Beispielhaft hierfür sind die Einstellungsmuster des größten Teils des Berufsbeamtentums. Sie verachteten die parlamentarische Demokratie und sympathisierten eher mit einem elitären und autoritären System zur Führung der überparteilichen Volksgemeinschaft. Somit waren auch sie empfänglich für einen Führergedanken, der die Überwindung des Parteienstaates als Ziel propagierte.18

In vielen gesellschaftlichen Bereichen, sowohl in der Politik und in der zivilen Gesellschaft als auch in den Wissenschaften und in der Kunst, war eine Tendenz zu erkennen, die totalitäre Lösung als Ausweg aus den Widersprüchen und Schwierigkeiten der gegenwärtigen Situation zu sehen. Auch in den Leitbildern der damaligen Zeit kam eine Gesinnung zum Ausdruck, die sich eher mit einer totalitären Diktatur als mit der Republik vereinbaren ließen. Dazu gehörte zum einen der Ingenieur als Wohltäter der Menschheit und Erfinder genialer Technik und zum anderen der starke, gesunde Mann, der einfach, arbeitsam und treu das Muster des zukünftigen Volkes darstellen sollte.19 Nach dem ersten Weltkrieg zeigte sich der Hang der deutschen Bevölkerung zu einem Volksführertum in der Skepsis gegenüber der neuen Verfassung, dem Parlamentarismus, der Parteienherrschaft und dem Einfluß der Interessensgruppen. Dieses neue System wurde im autoritären Lager der deutschen politischen Kultur als ineffizient und undeutsch verurteilt. Es war die Sehnsucht nach einem Führer zu erkennen, der in der Lage war, die Probleme zu bewältigen. Dies konnte jedoch ihrer Ansicht nach nur geschehen, wenn dieser Führer von den parlamentarischen Zwängen befreit werden würde und so gemäß seinen ,,übernatürlichen und übermenschlichen"20 Begabungen handeln könnte.21

Es war also zum Teil der Wunsch nach einem Führer vorhanden, der ohne ,, normative Regeln und Verfahrenskontrollen"22 agieren kann und ,,kein Reglement, keine abstrakten Rechtssätze, keine an ihnen orientierte rationale Rechtsfindung23 " beachten muß.24

1.2 Soziale Dimension

Die soziale Determinante einer latenten charismatischen Situation ist die Perzeption einer Krise.25

Ein Zustand der ,,Not und Begeisterung"26 bildet die soziale Grundlage für die Anerkennung des Charismas. Dieser Zustand der Not kann ,,psychischer, physischer,ökonomischer,ethnischer, religiöser, politischer"27 Natur sein. Hierbei spielt es jedoch keine Rolle, ob diese Kondition objektiv feststellbar ist oder nur subjektiv als solcher interpretiert wird.28

1.2.1 Der kausale Zusammenhang zwischen einer Krise und Charisma

Um den kausalen Wirkungszusammenhang zwischen der Wahrnehmung einer Krise und der Bereitschaft zum Glauben an ein Charisma zu verstehen muß man das nach Weber genau Gegenteilige näher beleuchten: den Alltag.

> Gestellte Aufgabe 1
Was nennt der Auszug als soziale Determinante einer latenten charismatischen Situation?
> Gestellte Aufgabe 2
Gib bitte die Passage des Auszugs von „Die soziale Determinante“ bis einschließlich „beleuchten: den Alltag.“ wortgetreu wieder.

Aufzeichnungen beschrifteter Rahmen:
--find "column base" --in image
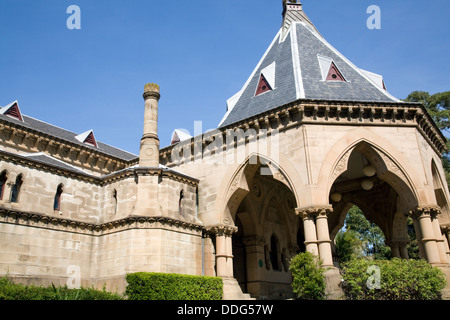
[222,277,246,300]
[324,267,344,300]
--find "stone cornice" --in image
[0,208,205,236]
[206,224,238,236]
[0,150,199,186]
[160,99,447,166]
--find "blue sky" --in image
[0,0,450,154]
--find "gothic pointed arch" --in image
[216,154,301,224]
[318,128,425,210]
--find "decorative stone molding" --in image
[0,119,138,174]
[408,205,441,219]
[0,150,199,186]
[160,99,447,167]
[206,224,238,237]
[295,205,333,219]
[0,209,205,236]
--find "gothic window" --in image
[255,74,272,96]
[53,184,64,211]
[270,235,281,270]
[327,62,345,81]
[178,190,184,215]
[11,174,23,202]
[113,189,117,214]
[0,170,8,200]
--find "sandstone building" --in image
[0,1,450,299]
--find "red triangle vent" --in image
[255,74,272,96]
[4,103,23,121]
[84,132,97,147]
[327,62,345,81]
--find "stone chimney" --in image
[139,83,160,167]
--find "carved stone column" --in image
[388,239,409,259]
[442,225,450,263]
[297,206,333,267]
[295,208,319,256]
[431,210,448,263]
[411,206,441,264]
[208,225,237,278]
[316,207,333,267]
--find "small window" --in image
[255,74,272,96]
[113,189,117,214]
[270,235,281,271]
[11,174,23,203]
[327,62,345,82]
[178,190,184,215]
[0,170,8,200]
[53,184,64,211]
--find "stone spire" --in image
[139,83,160,167]
[281,0,320,39]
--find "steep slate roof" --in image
[0,107,138,161]
[219,3,399,127]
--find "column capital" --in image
[142,83,161,100]
[206,224,238,236]
[441,224,450,233]
[295,205,333,219]
[408,205,441,219]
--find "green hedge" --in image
[126,272,223,300]
[289,252,326,300]
[0,277,123,300]
[342,258,446,300]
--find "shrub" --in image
[0,277,122,300]
[289,252,326,300]
[342,258,446,300]
[126,272,223,300]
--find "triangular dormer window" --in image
[255,74,272,96]
[0,101,23,122]
[255,61,275,97]
[317,55,347,82]
[327,62,345,81]
[75,130,97,148]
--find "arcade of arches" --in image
[216,143,450,299]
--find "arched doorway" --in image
[328,143,417,258]
[232,162,303,299]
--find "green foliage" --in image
[126,272,223,300]
[342,258,446,300]
[335,229,364,263]
[289,252,326,300]
[0,277,123,300]
[336,206,391,263]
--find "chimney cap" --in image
[144,83,159,93]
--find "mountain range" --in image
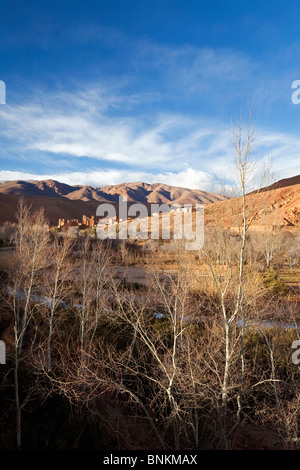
[0,180,224,225]
[0,175,300,227]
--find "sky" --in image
[0,0,300,191]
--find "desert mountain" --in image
[0,180,224,225]
[0,180,224,204]
[206,176,300,229]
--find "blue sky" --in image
[0,0,300,190]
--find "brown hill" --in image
[206,182,300,229]
[0,180,224,204]
[0,180,224,225]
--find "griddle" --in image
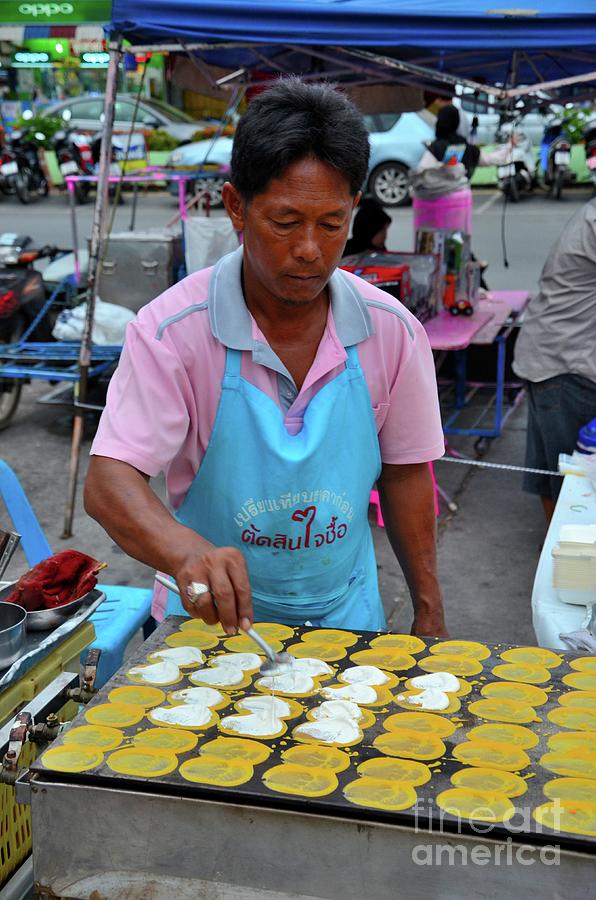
[32,616,596,853]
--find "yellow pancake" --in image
[451,766,528,797]
[281,745,350,772]
[132,727,199,753]
[255,622,295,642]
[147,704,219,731]
[106,747,178,778]
[493,663,550,684]
[428,641,490,659]
[393,688,461,716]
[62,725,124,750]
[108,684,166,709]
[543,778,596,803]
[83,703,145,728]
[418,653,483,676]
[287,640,347,662]
[224,634,283,653]
[301,628,358,659]
[310,698,377,731]
[179,619,225,649]
[263,763,337,797]
[199,737,273,766]
[383,712,458,737]
[405,675,472,697]
[437,788,515,822]
[453,741,530,772]
[562,672,596,692]
[164,619,220,650]
[350,647,416,672]
[480,681,548,706]
[41,744,103,772]
[569,656,596,675]
[373,728,445,760]
[559,691,596,709]
[468,698,536,724]
[501,647,563,669]
[532,800,596,837]
[466,722,539,750]
[547,731,596,755]
[344,776,416,811]
[179,753,254,787]
[369,634,426,654]
[540,748,596,778]
[357,756,432,787]
[546,706,596,731]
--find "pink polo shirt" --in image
[91,247,444,509]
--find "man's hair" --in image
[230,77,370,202]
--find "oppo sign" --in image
[19,3,74,18]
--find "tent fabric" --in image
[112,0,596,51]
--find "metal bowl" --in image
[0,583,93,631]
[0,602,27,669]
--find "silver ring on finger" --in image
[186,581,209,603]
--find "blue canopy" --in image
[111,0,596,93]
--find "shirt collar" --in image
[208,247,374,351]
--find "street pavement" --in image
[0,189,589,644]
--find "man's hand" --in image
[410,607,449,638]
[174,545,253,634]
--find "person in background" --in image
[513,200,596,523]
[343,198,391,256]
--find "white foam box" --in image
[552,524,596,606]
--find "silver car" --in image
[42,94,206,144]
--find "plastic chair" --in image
[0,459,154,687]
[369,463,439,528]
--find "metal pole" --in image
[62,38,121,538]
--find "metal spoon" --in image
[155,572,294,673]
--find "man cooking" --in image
[85,78,446,636]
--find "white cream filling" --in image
[220,710,285,737]
[236,694,291,719]
[210,653,263,672]
[150,703,213,728]
[127,659,180,684]
[172,687,225,706]
[397,688,450,709]
[410,672,459,693]
[188,666,244,687]
[257,671,315,694]
[150,647,205,666]
[312,700,363,722]
[321,684,377,703]
[337,666,389,686]
[294,717,362,744]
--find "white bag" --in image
[184,216,238,275]
[52,297,135,345]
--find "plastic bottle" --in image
[577,419,596,456]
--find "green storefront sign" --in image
[0,0,112,25]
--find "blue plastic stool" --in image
[0,459,154,687]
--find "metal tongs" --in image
[155,572,294,674]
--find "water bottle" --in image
[576,419,596,456]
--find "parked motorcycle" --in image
[582,116,596,193]
[540,118,575,200]
[497,123,536,203]
[6,128,49,203]
[0,233,61,430]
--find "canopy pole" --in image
[62,37,122,538]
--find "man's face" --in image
[224,158,360,306]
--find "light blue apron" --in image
[166,347,385,630]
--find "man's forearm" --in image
[378,463,444,634]
[85,456,207,574]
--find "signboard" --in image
[0,0,112,25]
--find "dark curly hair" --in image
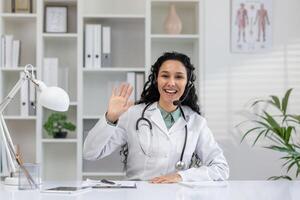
[136,51,200,114]
[120,51,201,169]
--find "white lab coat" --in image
[83,103,229,181]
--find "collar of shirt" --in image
[157,104,181,130]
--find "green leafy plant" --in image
[238,89,300,180]
[44,113,76,137]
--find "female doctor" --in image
[83,52,229,183]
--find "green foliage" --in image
[238,89,300,180]
[44,113,76,136]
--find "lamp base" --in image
[4,177,19,186]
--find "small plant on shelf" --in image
[44,112,76,138]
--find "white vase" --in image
[164,4,182,34]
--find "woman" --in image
[83,52,229,183]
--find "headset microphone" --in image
[173,83,194,106]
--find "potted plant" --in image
[238,89,300,180]
[44,112,76,138]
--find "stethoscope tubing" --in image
[135,102,188,170]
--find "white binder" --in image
[5,35,14,68]
[102,26,111,67]
[20,72,29,117]
[12,40,20,68]
[93,24,101,69]
[127,72,135,101]
[84,24,94,68]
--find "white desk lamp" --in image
[0,64,70,188]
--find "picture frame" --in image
[231,0,273,53]
[11,0,32,13]
[45,6,68,33]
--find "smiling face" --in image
[157,60,187,112]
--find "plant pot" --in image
[53,131,68,138]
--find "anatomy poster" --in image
[231,0,273,53]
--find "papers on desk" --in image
[41,186,91,194]
[86,179,136,188]
[179,181,228,188]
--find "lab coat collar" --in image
[147,102,192,135]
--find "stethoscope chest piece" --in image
[175,161,185,171]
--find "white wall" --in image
[201,0,300,179]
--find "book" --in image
[12,40,21,68]
[102,26,111,67]
[43,58,58,86]
[84,24,94,68]
[41,186,91,194]
[20,72,29,116]
[127,72,135,101]
[93,24,102,69]
[135,73,145,101]
[5,35,14,68]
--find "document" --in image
[41,186,91,194]
[179,181,228,188]
[86,179,136,188]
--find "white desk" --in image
[0,181,300,200]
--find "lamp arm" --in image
[0,76,27,113]
[0,114,16,172]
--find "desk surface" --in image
[0,181,300,200]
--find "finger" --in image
[120,83,129,97]
[111,87,118,97]
[125,85,133,99]
[118,83,125,96]
[126,101,134,109]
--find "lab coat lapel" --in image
[150,104,168,135]
[169,116,187,134]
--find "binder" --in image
[84,24,94,68]
[102,26,111,67]
[43,58,58,86]
[5,35,14,68]
[20,72,29,116]
[135,73,145,100]
[127,72,135,101]
[93,24,101,69]
[12,40,20,68]
[28,81,36,116]
[0,35,5,68]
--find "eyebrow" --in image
[161,71,185,75]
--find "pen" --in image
[101,179,116,185]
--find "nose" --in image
[167,78,175,86]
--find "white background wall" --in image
[201,0,300,180]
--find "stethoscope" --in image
[135,103,188,171]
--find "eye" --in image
[175,75,184,79]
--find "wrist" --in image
[105,112,118,124]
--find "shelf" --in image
[0,13,37,19]
[83,14,145,19]
[82,172,126,176]
[43,33,77,39]
[42,138,77,143]
[83,67,145,72]
[151,0,199,3]
[82,115,102,120]
[4,115,36,120]
[0,67,36,72]
[70,101,78,106]
[44,0,77,6]
[151,34,200,39]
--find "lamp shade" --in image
[38,87,70,112]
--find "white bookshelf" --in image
[0,0,203,180]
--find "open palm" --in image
[106,83,133,122]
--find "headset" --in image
[135,69,194,171]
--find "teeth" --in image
[165,90,176,93]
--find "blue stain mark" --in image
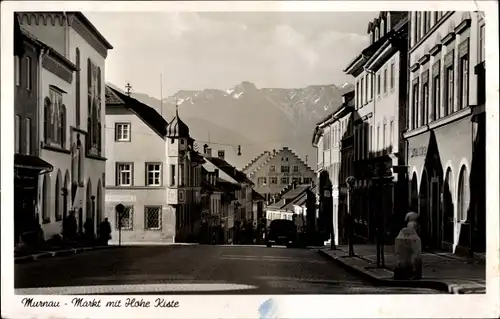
[259,299,277,319]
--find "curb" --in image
[318,250,454,294]
[14,246,117,264]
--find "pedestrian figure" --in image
[99,218,111,246]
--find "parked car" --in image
[266,219,297,247]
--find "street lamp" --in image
[345,176,356,257]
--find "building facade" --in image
[14,15,53,244]
[405,11,486,252]
[344,11,408,242]
[105,86,175,243]
[312,91,355,244]
[19,12,112,238]
[243,147,315,202]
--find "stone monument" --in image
[394,212,422,280]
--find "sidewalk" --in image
[318,245,486,294]
[14,246,117,264]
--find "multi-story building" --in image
[203,148,254,232]
[14,16,53,244]
[243,147,315,202]
[105,86,169,243]
[312,91,354,244]
[18,12,113,238]
[106,86,203,243]
[344,11,408,241]
[404,11,486,252]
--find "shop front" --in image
[14,154,53,244]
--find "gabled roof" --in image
[106,85,168,137]
[205,156,253,185]
[252,189,266,201]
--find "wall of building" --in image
[38,68,75,239]
[250,149,316,196]
[14,40,39,155]
[19,12,68,55]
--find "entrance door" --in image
[429,177,443,248]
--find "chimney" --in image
[217,150,224,160]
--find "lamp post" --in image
[115,204,125,247]
[345,176,356,257]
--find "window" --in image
[44,88,66,148]
[257,177,267,185]
[14,115,21,154]
[359,78,365,106]
[431,73,441,121]
[356,82,360,107]
[382,123,387,154]
[115,205,134,230]
[421,83,429,125]
[116,163,132,186]
[146,163,161,186]
[390,62,394,90]
[115,123,130,142]
[444,65,454,116]
[411,81,419,129]
[24,118,31,155]
[458,166,469,222]
[179,164,184,186]
[170,164,175,186]
[26,56,33,90]
[86,59,102,155]
[377,125,380,152]
[144,206,161,230]
[415,11,422,41]
[459,54,469,109]
[479,24,486,62]
[14,55,21,86]
[365,74,371,102]
[384,68,387,94]
[377,73,380,96]
[75,48,81,127]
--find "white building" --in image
[19,12,112,238]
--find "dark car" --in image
[266,219,297,247]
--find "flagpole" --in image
[160,73,163,117]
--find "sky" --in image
[84,12,378,98]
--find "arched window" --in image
[457,165,470,222]
[54,170,62,221]
[75,48,81,127]
[42,174,50,224]
[58,104,66,148]
[43,97,52,143]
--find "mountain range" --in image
[108,81,353,169]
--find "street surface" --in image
[14,245,439,294]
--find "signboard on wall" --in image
[409,146,427,158]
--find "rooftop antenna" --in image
[125,82,132,96]
[160,73,163,117]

> Ausgearbeitete Lösung 1
Die Perzeption einer Krise.

> Ausgearbeitete Lösung 2
Die soziale Determinante einer latenten charismatischen Situation ist die Perzeption einer Krise.25

Ein Zustand der ,,Not und Begeisterung"26 bildet die soziale Grundlage für die Anerkennung des Charismas. Dieser Zustand der Not kann ,,psychischer, physischer,ökonomischer,ethnischer, religiöser, politischer"27 Natur sein. Hierbei spielt es jedoch keine Rolle, ob diese Kondition objektiv feststellbar ist oder nur subjektiv als solcher interpretiert wird.28

1.2.1 Der kausale Zusammenhang zwischen einer Krise und Charisma

Um den kausalen Wirkungszusammenhang zwischen der Wahrnehmung einer Krise und der Bereitschaft zum Glauben an ein Charisma zu verstehen muß man das nach Weber genau Gegenteilige näher beleuchten: den Alltag.